-------- Available records --------
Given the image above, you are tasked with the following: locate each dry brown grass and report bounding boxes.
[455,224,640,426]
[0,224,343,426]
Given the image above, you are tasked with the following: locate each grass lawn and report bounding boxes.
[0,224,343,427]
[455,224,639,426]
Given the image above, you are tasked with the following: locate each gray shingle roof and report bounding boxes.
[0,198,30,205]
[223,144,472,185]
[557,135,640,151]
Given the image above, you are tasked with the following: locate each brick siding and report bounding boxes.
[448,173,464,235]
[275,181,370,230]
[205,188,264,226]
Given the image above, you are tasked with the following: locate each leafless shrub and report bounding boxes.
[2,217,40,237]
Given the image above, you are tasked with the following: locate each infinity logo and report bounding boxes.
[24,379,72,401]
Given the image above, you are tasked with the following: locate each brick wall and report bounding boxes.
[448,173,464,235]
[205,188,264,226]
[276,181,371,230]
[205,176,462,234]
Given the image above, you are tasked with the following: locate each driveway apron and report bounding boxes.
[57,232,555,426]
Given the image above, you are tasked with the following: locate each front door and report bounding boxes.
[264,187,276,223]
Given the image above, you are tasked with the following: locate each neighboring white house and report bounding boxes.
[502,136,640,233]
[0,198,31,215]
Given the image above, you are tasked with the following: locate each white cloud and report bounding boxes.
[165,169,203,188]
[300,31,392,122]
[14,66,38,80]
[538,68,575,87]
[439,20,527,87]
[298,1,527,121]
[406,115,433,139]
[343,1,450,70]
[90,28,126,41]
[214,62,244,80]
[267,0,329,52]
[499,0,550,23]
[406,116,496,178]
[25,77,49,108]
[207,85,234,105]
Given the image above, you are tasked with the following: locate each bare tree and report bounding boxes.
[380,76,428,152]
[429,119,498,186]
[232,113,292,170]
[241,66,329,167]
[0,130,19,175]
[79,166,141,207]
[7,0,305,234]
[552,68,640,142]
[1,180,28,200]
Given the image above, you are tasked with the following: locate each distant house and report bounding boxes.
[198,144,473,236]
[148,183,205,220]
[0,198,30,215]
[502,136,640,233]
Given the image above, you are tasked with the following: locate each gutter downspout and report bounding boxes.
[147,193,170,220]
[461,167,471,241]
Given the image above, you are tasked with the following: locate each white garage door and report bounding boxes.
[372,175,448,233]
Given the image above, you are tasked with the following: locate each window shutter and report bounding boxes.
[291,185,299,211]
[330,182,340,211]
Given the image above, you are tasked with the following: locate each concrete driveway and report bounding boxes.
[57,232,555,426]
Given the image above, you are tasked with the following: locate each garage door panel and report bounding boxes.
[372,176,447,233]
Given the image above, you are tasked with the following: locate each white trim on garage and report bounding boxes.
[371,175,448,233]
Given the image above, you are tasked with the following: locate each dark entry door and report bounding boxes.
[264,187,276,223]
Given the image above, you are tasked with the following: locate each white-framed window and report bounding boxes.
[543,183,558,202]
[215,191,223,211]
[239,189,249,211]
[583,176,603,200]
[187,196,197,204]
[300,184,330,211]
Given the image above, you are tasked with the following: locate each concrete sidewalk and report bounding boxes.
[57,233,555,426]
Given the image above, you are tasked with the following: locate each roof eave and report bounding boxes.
--------
-------- Available records --------
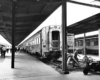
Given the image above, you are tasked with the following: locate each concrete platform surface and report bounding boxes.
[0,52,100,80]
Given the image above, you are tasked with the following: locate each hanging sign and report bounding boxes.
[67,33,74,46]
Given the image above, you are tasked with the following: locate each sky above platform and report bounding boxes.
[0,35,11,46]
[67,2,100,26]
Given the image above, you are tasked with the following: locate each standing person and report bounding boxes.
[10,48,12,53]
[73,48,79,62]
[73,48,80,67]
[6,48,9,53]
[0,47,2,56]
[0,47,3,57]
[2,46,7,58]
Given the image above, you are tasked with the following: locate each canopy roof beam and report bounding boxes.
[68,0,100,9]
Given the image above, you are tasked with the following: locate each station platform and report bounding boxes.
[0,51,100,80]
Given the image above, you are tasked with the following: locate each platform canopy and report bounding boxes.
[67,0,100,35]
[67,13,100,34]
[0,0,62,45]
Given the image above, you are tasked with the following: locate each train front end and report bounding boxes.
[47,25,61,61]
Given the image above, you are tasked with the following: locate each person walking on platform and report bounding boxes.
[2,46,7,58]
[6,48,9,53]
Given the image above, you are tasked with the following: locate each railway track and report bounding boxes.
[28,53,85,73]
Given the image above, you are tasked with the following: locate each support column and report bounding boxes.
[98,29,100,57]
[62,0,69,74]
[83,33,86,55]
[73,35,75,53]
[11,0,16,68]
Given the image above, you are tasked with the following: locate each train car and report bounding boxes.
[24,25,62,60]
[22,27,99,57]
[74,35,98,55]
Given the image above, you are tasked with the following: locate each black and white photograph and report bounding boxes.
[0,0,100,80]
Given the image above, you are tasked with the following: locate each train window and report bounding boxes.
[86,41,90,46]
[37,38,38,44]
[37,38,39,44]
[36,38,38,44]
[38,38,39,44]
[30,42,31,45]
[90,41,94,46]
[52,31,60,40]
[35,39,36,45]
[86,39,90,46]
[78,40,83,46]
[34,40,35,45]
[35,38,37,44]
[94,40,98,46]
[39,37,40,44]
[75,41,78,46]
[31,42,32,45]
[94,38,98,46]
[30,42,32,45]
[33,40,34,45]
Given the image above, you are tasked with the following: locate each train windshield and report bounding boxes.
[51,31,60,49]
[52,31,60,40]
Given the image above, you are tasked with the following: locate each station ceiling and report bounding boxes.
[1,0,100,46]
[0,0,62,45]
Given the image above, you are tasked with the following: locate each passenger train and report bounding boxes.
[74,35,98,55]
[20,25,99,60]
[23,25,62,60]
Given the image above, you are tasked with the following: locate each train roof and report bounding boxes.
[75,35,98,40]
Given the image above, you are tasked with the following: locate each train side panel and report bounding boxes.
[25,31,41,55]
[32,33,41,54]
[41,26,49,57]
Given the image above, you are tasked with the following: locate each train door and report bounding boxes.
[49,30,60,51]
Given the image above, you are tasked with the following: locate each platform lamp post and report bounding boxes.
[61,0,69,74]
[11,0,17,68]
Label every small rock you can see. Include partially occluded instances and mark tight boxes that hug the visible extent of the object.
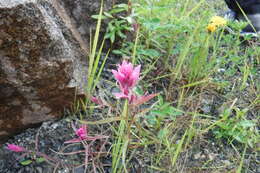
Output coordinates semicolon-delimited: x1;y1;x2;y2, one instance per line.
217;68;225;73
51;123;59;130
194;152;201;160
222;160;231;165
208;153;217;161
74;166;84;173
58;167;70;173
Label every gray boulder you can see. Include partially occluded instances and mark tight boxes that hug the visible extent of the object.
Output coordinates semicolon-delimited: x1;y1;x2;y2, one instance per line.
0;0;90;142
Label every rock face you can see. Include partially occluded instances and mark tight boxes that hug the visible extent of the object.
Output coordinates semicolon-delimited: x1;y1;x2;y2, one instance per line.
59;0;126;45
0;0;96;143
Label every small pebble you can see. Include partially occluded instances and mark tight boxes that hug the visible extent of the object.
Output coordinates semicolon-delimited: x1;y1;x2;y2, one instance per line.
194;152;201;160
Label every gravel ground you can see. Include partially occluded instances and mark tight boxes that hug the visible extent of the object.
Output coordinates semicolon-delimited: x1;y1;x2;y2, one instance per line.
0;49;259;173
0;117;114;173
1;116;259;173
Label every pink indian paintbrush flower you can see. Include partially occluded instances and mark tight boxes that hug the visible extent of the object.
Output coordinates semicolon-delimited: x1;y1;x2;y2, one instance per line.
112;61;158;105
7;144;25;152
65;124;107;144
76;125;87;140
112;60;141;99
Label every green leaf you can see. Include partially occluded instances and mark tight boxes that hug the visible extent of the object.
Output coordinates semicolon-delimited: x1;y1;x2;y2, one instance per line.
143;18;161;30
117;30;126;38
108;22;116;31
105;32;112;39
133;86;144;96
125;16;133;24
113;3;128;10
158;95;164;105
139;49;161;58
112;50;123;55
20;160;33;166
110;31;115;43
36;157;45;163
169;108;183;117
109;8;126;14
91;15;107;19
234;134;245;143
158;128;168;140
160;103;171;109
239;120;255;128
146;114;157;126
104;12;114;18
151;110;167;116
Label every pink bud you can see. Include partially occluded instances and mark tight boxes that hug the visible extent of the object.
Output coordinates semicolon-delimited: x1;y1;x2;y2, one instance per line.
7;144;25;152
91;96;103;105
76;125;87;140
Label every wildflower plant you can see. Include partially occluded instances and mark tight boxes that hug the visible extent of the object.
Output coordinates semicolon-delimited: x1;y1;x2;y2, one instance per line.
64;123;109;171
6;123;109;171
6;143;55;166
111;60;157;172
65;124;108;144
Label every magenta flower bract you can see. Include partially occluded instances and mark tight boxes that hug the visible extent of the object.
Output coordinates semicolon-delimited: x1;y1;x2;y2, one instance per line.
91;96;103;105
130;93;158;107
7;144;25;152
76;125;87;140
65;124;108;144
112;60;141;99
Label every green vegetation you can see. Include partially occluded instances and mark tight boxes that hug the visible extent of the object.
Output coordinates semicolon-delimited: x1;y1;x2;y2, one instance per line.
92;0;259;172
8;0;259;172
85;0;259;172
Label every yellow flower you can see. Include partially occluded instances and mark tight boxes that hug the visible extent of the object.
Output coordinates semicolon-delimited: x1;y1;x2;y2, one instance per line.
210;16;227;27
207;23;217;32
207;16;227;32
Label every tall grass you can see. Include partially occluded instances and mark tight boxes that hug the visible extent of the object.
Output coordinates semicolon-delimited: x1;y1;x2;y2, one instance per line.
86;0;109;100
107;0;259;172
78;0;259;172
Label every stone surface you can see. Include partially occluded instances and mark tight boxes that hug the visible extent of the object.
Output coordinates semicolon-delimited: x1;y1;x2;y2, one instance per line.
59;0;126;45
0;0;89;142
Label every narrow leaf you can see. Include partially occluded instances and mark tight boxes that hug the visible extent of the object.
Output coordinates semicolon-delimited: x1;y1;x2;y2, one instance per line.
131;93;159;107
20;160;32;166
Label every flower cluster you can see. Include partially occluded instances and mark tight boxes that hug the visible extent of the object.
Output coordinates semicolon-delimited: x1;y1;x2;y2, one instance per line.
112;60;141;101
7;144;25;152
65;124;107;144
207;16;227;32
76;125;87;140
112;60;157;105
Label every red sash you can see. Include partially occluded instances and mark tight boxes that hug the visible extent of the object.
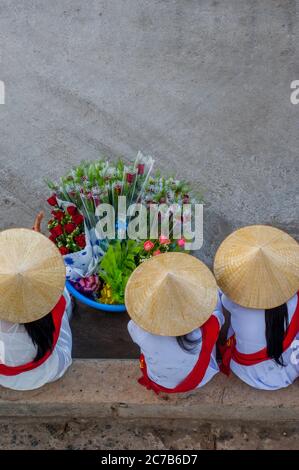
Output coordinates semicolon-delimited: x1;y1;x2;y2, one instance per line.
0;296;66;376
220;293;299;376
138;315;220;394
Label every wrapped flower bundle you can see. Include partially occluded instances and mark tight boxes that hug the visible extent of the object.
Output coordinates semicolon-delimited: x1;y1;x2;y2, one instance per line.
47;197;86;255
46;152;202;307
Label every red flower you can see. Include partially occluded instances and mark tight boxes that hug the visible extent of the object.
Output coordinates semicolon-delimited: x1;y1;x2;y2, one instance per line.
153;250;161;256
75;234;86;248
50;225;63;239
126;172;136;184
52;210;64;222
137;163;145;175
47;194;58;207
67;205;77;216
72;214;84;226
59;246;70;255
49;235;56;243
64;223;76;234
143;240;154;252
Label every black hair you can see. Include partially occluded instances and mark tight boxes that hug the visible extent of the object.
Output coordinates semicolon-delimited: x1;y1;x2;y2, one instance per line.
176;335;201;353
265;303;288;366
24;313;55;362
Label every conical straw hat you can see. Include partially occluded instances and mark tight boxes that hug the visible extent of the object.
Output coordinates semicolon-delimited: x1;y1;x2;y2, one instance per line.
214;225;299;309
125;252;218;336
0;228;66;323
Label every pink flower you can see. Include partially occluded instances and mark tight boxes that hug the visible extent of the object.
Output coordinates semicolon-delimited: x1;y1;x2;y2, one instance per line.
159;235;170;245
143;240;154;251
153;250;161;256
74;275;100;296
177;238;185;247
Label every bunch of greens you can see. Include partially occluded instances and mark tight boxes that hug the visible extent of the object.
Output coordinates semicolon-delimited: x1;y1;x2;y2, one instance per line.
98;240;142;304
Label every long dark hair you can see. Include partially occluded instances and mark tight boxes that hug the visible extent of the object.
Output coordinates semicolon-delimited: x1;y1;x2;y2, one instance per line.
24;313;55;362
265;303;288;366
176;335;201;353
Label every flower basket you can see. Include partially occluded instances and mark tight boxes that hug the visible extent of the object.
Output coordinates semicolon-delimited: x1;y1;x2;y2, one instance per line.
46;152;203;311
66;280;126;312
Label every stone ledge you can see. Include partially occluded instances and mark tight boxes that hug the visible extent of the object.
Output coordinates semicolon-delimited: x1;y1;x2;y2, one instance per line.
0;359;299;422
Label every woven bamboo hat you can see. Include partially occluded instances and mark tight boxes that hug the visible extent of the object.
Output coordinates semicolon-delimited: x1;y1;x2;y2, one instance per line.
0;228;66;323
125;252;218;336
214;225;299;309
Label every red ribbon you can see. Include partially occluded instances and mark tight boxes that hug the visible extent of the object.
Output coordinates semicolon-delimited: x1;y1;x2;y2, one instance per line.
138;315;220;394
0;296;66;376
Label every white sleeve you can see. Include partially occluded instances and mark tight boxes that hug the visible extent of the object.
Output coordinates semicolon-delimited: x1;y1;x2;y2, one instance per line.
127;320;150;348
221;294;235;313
--------
Problem details
The answer must consist of every line from the entries above that contains the string "stone".

Solution to the problem
Label every stone surface you can see. Include partially occluded instances and mark tight boxes that hug the visible extent of the object.
Label every stone ledge you can see. Include partially occluded instances and mark tight boxes that hug the visible extent of the object.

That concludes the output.